◆ What is needed: Output all records precisely as written.

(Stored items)
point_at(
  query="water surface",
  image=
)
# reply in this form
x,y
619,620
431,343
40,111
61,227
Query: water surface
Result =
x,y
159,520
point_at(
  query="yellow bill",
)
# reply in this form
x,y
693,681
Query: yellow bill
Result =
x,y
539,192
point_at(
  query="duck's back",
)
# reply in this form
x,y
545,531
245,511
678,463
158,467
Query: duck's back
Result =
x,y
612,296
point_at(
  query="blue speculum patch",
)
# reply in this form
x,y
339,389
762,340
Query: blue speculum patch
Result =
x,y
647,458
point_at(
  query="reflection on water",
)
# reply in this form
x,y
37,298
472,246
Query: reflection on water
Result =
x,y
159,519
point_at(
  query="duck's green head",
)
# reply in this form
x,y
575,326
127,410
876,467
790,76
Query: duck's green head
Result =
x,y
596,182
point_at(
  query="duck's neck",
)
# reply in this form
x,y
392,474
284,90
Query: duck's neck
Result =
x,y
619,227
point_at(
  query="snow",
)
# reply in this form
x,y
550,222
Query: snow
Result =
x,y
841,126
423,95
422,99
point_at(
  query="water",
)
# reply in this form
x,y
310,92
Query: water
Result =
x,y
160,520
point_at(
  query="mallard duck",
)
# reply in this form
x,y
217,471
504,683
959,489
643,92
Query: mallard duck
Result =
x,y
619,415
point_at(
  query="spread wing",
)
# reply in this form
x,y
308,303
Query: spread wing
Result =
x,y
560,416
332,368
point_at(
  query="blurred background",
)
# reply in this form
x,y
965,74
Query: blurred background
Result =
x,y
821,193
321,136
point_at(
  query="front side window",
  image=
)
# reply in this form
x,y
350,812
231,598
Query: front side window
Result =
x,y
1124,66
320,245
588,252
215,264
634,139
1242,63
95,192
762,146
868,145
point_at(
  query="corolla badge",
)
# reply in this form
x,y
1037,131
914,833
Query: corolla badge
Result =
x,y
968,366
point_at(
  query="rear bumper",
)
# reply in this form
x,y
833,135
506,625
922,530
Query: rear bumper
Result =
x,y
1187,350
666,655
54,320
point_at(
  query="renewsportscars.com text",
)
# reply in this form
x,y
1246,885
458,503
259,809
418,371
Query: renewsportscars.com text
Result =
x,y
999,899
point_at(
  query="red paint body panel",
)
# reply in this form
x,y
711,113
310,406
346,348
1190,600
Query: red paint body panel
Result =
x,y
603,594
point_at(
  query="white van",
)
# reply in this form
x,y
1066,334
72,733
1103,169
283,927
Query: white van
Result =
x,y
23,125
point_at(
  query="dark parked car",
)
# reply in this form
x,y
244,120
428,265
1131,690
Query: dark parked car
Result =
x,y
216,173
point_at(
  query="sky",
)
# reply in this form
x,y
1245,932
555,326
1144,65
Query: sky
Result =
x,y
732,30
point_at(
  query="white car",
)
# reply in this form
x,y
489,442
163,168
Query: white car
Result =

◆ Written answer:
point_at(
  query="water surface",
  image=
)
# reply in this form
x,y
619,620
431,343
40,111
61,227
Query: water surface
Result =
x,y
159,520
point_at(
  query="yellow bill",
)
# reply in this form
x,y
693,681
Query: yellow bill
Result =
x,y
539,192
point_at(
  query="duck's back",
)
# reply in this form
x,y
545,531
245,511
678,463
158,467
Query: duck's back
Result =
x,y
612,296
point_at(
  query="blue speculum patch",
)
# reply in this form
x,y
339,389
762,340
Query: blue speculum patch
Result =
x,y
647,458
point_at(
  query="reflection on water",
)
# reply in this form
x,y
37,298
472,246
Query: reflection on water
Result =
x,y
159,519
point_at(
  query="duck's green head",
)
# reply in this form
x,y
575,326
127,410
876,467
790,76
Query: duck's green head
Result =
x,y
596,182
point_at(
  query="duck's neck",
)
# reply in this form
x,y
392,474
284,90
Query: duck's neck
Result =
x,y
619,227
point_at(
  query="snow",
)
# reply in this form
x,y
550,222
Query: snow
Result =
x,y
841,126
423,95
422,99
point_at(
  query="water",
)
# reply in this form
x,y
310,92
Query: water
Result =
x,y
160,520
point_at(
  query="mallard duck",
)
# reply in this form
x,y
217,471
504,683
959,489
643,92
Query: mallard duck
Result =
x,y
619,415
point_at(
  query="spread wing",
)
# reply in this form
x,y
308,303
Query: spread wing
Result =
x,y
560,416
332,368
point_at(
  query="blurred background",
)
# reply in this form
x,y
965,74
Query: blurred background
Result =
x,y
821,193
321,136
point_at(
  query="front side window",
  image=
)
# reply in this form
x,y
350,812
231,598
Query: front side window
Result =
x,y
1124,66
320,245
588,252
215,264
634,139
1242,63
95,192
762,146
868,145
point_at(
  query="corolla badge",
)
# reply in this form
x,y
1037,131
914,833
Query: corolla badge
Result =
x,y
968,366
point_at(
  query="rear bumper",
)
# reply in this form
x,y
833,135
506,625
922,530
Query: rear bumper
Result =
x,y
1187,350
666,655
54,320
point_at(
  query="renewsportscars.com text",
)
# reply in this form
x,y
1246,885
458,503
259,809
418,371
Query: renewsportscars.com text
Result =
x,y
999,899
point_at(
  query="red paint body panel",
)
# reply in this form
x,y
711,113
310,406
346,348
1190,600
Query: red paint body panel
Result =
x,y
603,594
point_at(
  query="white van",
)
# reply in this form
x,y
1066,334
72,733
1103,169
283,927
Query: white van
Result =
x,y
23,125
point_at(
  query="dark parked car",
)
# reply in this form
x,y
244,120
428,265
1131,690
Query: dark parked car
Result =
x,y
216,173
point_at(
  query="sky",
)
# reply in this form
x,y
1245,932
555,326
1144,65
Query: sky
Result =
x,y
732,30
point_at(
  query="white car",
)
# reply in this form
x,y
489,442
163,168
Query: white car
Result =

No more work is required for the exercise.